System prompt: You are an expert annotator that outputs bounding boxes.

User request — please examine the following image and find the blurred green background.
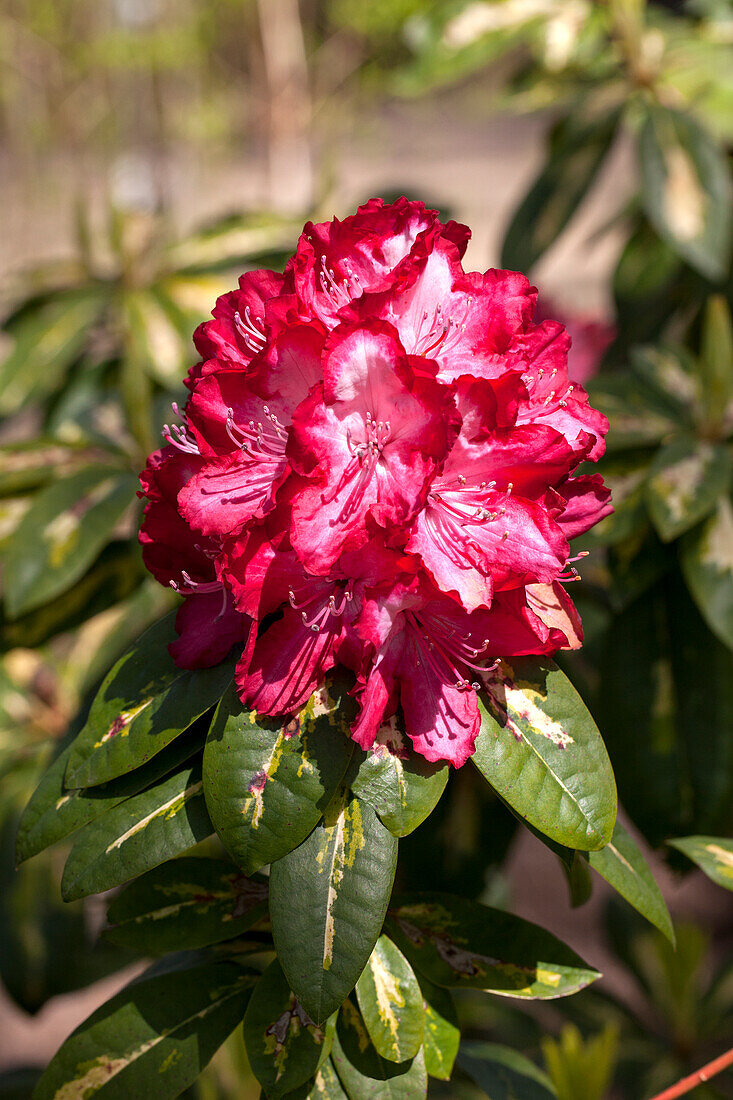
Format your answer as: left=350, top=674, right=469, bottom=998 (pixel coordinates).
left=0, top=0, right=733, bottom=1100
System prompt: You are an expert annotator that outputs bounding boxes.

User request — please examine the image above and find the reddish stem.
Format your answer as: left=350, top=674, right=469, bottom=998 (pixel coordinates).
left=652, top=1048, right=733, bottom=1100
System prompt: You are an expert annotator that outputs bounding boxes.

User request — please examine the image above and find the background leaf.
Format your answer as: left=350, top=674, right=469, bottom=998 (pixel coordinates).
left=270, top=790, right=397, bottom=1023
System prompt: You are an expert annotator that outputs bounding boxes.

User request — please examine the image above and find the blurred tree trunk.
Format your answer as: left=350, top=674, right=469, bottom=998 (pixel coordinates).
--*--
Given task
Lay out the lines above as a Markdown table with the columns Row and Line, starting at the first line and ending at the line that contains "left=0, top=0, right=733, bottom=1100", numbering each row and skipping blank lines. Leave the pictures out of the table.

Written answer
| Row | Line |
|---|---|
| 1 | System prompt: You are an expert annotator that outputs bounding boxes. |
| 2 | User request — please examine the following image and find the blurred green background. |
| 3 | Format your answer as: left=350, top=674, right=469, bottom=998 (pixel coordinates). |
| 4 | left=0, top=0, right=733, bottom=1100 |